| YOUR ASSIGNMENT |
From the line containing "Need: a point" through the last line of the entries below, repeat each line word for word and leave out the rest.

| LISTED RECORDS |
════════

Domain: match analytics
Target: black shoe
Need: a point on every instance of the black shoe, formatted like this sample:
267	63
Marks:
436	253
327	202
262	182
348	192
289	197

════════

| RESULT BELOW |
Need: a point on every instance of the black shoe, formatted like this sample:
267	63
Marks:
436	253
327	202
262	182
348	192
289	197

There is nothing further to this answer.